WHAT TO WORK ON: Write the records out again exactly, leaving no images in.

(Stored entries)
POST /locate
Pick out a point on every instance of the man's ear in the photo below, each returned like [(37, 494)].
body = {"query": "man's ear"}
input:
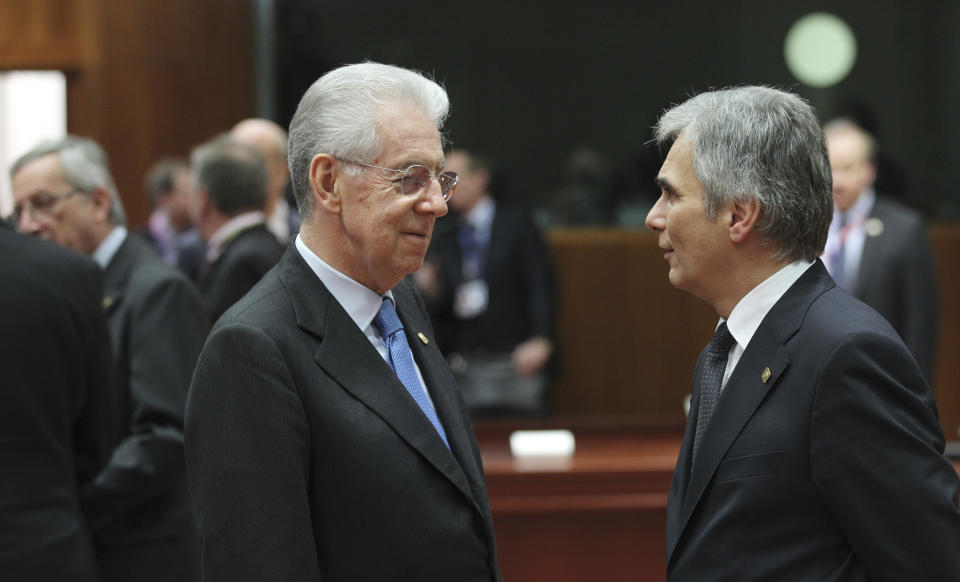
[(324, 173), (744, 215), (101, 203)]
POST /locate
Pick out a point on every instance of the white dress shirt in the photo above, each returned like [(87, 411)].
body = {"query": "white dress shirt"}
[(359, 301), (749, 312)]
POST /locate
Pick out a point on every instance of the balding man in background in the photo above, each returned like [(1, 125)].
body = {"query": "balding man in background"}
[(57, 425), (231, 183), (137, 505), (877, 249), (270, 139)]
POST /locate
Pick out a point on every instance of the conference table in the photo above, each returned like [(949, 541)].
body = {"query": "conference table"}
[(597, 515)]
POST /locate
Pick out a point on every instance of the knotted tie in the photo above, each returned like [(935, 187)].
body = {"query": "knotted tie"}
[(713, 368), (401, 361)]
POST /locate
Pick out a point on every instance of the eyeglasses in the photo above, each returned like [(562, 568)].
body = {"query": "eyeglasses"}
[(416, 177), (40, 205)]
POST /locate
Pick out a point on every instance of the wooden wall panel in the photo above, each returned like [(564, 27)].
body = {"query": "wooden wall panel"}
[(946, 385), (47, 34), (628, 340)]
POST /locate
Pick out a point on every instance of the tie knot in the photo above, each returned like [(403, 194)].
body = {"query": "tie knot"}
[(387, 321), (722, 340)]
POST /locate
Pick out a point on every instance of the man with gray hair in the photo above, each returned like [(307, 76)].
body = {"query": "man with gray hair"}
[(137, 505), (812, 449), (270, 139), (325, 438), (230, 191)]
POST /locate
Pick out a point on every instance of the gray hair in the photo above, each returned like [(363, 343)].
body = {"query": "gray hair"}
[(85, 166), (161, 177), (765, 145), (234, 175), (845, 124), (338, 116)]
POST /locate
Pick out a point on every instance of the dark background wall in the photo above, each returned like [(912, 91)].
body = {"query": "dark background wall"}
[(531, 83)]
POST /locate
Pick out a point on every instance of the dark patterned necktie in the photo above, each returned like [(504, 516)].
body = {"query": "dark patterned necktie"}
[(713, 368)]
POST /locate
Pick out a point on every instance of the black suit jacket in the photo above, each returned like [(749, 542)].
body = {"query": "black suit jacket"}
[(829, 468), (520, 278), (157, 325), (307, 459), (897, 277), (244, 260), (57, 425)]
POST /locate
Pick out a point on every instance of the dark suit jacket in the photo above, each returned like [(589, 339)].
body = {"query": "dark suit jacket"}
[(307, 459), (57, 427), (830, 470), (245, 259), (157, 325), (897, 277), (520, 278)]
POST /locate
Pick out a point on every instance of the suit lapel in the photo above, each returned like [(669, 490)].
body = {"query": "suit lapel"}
[(744, 392), (116, 275), (464, 472), (346, 355), (681, 475)]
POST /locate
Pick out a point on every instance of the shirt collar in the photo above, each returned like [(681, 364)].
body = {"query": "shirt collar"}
[(858, 213), (360, 302), (750, 311), (109, 245), (229, 229)]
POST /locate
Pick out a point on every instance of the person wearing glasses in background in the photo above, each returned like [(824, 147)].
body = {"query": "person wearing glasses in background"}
[(325, 438), (137, 505)]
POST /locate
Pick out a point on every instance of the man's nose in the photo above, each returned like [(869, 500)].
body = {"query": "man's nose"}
[(26, 223), (431, 200)]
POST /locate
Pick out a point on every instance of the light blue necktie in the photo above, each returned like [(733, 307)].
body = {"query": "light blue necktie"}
[(401, 361)]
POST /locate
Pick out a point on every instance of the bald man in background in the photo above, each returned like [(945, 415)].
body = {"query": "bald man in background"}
[(283, 219), (877, 249)]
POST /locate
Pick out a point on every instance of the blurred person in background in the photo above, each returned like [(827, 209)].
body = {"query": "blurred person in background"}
[(170, 228), (283, 218), (490, 286), (137, 505), (877, 249), (57, 420), (230, 181)]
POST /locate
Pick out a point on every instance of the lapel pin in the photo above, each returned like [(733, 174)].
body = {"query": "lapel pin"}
[(873, 227)]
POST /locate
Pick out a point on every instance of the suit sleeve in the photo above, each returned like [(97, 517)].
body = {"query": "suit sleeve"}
[(167, 329), (541, 282), (876, 457), (247, 451)]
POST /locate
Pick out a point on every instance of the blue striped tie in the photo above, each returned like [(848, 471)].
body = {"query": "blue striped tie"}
[(401, 361)]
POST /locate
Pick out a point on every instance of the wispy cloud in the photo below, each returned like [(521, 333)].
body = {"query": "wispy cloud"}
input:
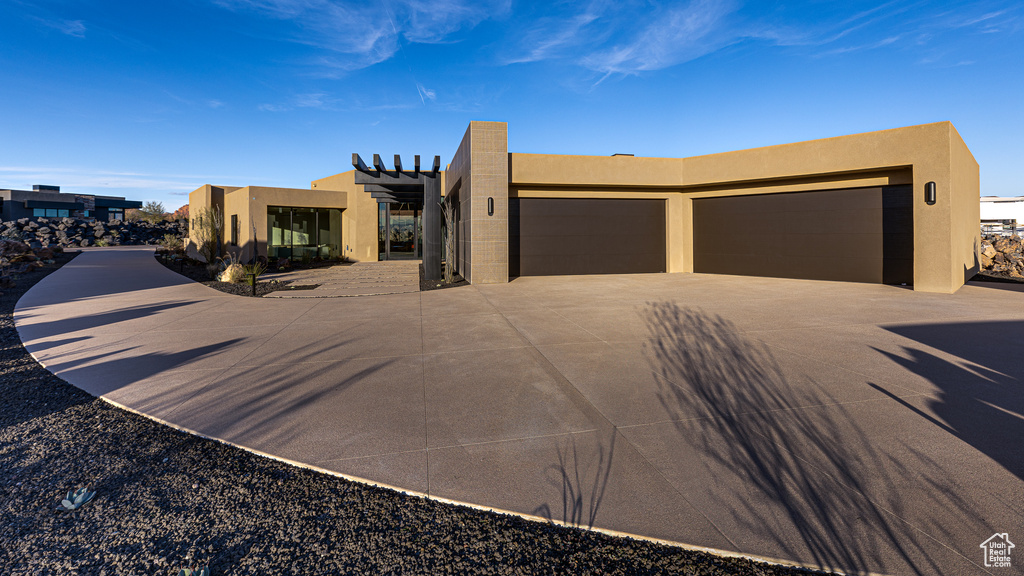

TASK OUTPUT:
POST /locate
Pick out a point on every instance of the man's ear in the photo below, each returned like [(37, 494)].
body = {"query": "man's ear"}
input:
[(324, 173), (744, 215), (101, 203)]
POST /locate
Pick out a point on every instance of the white dress shirt in the photo above, each returned like [(87, 411)].
body = {"query": "white dress shirt"}
[(359, 301), (749, 312)]
POST /locate
Pick out a point on every instance of the balding man in background in the photo above, each returned like [(1, 125)].
body = {"query": "balding man in background"}
[(57, 425), (231, 183), (137, 505), (877, 249), (270, 139)]
POST /locate
Pick out a point on every instance of the conference table in the photo above, each returned like [(949, 541)].
body = {"query": "conference table"}
[(597, 515)]
POST /locate
Pick out a point on every instance of the knotted tie in the photo above, each returned like [(935, 187)].
body = {"query": "knotted tie"}
[(713, 368), (401, 361)]
POST /locate
Pick out a point on every instance of the eyeglasses in the photo above, each returned like [(562, 568)].
body = {"query": "eyeglasses"}
[(416, 177), (40, 205)]
POST /locate
Pick out a point on every instance of the wooden wall panel in the photo above, each returned like [(564, 27)].
body = {"query": "wooden wall panel"}
[(946, 385), (47, 34), (628, 340)]
POST /locate
Pick out a point on every instance of the tie knot in the photo above, each returned like [(403, 194)].
body = {"query": "tie knot"}
[(387, 321), (722, 340)]
POST /locate
Pick out a point on every instance of the man with gray hair in the photo above, each returned like [(307, 76)].
body = {"query": "man with gray hair"}
[(137, 505), (812, 449), (270, 139), (325, 438), (230, 191)]
POST /locate
Pick out a point on every instance of the gray hair in the photo above, each returned like [(363, 343)].
body = {"query": "gray hair"}
[(85, 166), (161, 177), (765, 145), (234, 175), (845, 124), (338, 116)]
POST /locate
Pick out a point on every instance of the dark background wall in the photo above, each returned like [(912, 91)].
body = {"query": "dark background wall"}
[(531, 83)]
POST /locate
Pick out a point on every instance of the dark patterned necktie in the photo above, each returned like [(504, 516)].
body = {"query": "dark patterned necktie"}
[(713, 368)]
POST /locate
Pick out a point on every instance of the black suit jacket in the photo above, each returned like [(749, 542)].
body = {"query": "black suit jacket"}
[(829, 468), (520, 278), (157, 325), (307, 459), (897, 277), (244, 260), (57, 425)]
POST /locate
Pick out a point on every instance of the dark suit jacket in the photo above, each returned like [(589, 339)].
body = {"query": "dark suit jacket"}
[(307, 459), (57, 427), (830, 470), (245, 259), (157, 325), (897, 277), (520, 278)]
POST /locate
Pick out a point on every instance of the suit lapel in the photo above, each returned like [(669, 490)].
body = {"query": "suit lapel"}
[(744, 392), (116, 275), (464, 472), (346, 355), (681, 475)]
POST /locate
Pick out a point on every instance of the shirt collar in the photo above, each returned like [(681, 364)].
body = {"query": "shirt collar"}
[(858, 213), (360, 302), (750, 311), (109, 245), (229, 229)]
POST /locate
Pick out a point on every instance of the person wearing glasses in background in the photo above, each returned like [(824, 147)].
body = {"query": "person wearing glasses in background"}
[(325, 438), (137, 505)]
POST /locate
Pick out a point on every instance of the man's nose in the photo above, each returned like [(869, 500)].
body = {"query": "man's nose"}
[(26, 223), (431, 200)]
POST /locate
Pick out a point on every instance of the light blue necktie in the photo above, each returned like [(733, 307)].
body = {"query": "light blue necktie"}
[(401, 361)]
POST /locate
Pick out a point on every instance of the bald man in background in the photo above, each returned like [(945, 415)].
body = {"query": "bald man in background"}
[(283, 219), (877, 249)]
POST /locate
Pick out a point on every instance of the blurred person in background in the photo above, each returned like [(827, 209)].
body = {"query": "blurred person in background"}
[(170, 228), (283, 218), (490, 286), (137, 505), (877, 249), (57, 420), (230, 181)]
POST /locate
Pick out a point on every instance of the lapel pin in the photo above, each returned like [(733, 174)].
body = {"query": "lapel pin"}
[(873, 227)]
POST /locate
Pick out a point on every instance of the suit sleeve in the photo above, each returned like [(97, 517)].
body = {"query": "suit sleeve"}
[(167, 329), (541, 282), (876, 457), (247, 451)]
POST /locate
Pick out a point on every instance of the blue striped tie in the photo above, each returned like [(848, 471)].
body = {"query": "blue striped tie"}
[(401, 361)]
POST /locate
Pick out a point on every instance of the wispy cloud in the photo below, each returned like [(521, 333)].
body = {"query": "wispy cloud"}
input:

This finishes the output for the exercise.